>>>>

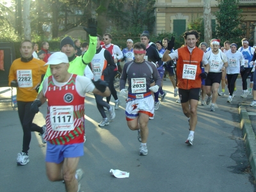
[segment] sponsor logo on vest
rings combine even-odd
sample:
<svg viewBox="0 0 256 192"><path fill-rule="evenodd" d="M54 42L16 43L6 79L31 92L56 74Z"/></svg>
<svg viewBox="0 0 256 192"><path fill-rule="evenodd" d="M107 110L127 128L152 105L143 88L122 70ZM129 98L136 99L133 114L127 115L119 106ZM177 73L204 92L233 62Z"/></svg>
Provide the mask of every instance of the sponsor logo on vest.
<svg viewBox="0 0 256 192"><path fill-rule="evenodd" d="M64 101L65 102L71 102L73 101L74 96L72 93L67 93L64 95Z"/></svg>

<<<<

→ Requirement:
Write out every row above word for word, omitting the pictures.

→ Full solution:
[segment] sponsor logo on vest
rings combine even-odd
sample:
<svg viewBox="0 0 256 192"><path fill-rule="evenodd" d="M54 42L16 43L6 79L31 92L56 74Z"/></svg>
<svg viewBox="0 0 256 192"><path fill-rule="evenodd" d="M107 110L127 128L152 105L143 88L122 70ZM129 98L136 99L133 114L127 115L119 106ZM177 73L204 92L233 62Z"/></svg>
Provide the mask of every instance of the sponsor logo on vest.
<svg viewBox="0 0 256 192"><path fill-rule="evenodd" d="M64 101L65 102L71 102L73 101L74 96L72 93L67 93L64 95Z"/></svg>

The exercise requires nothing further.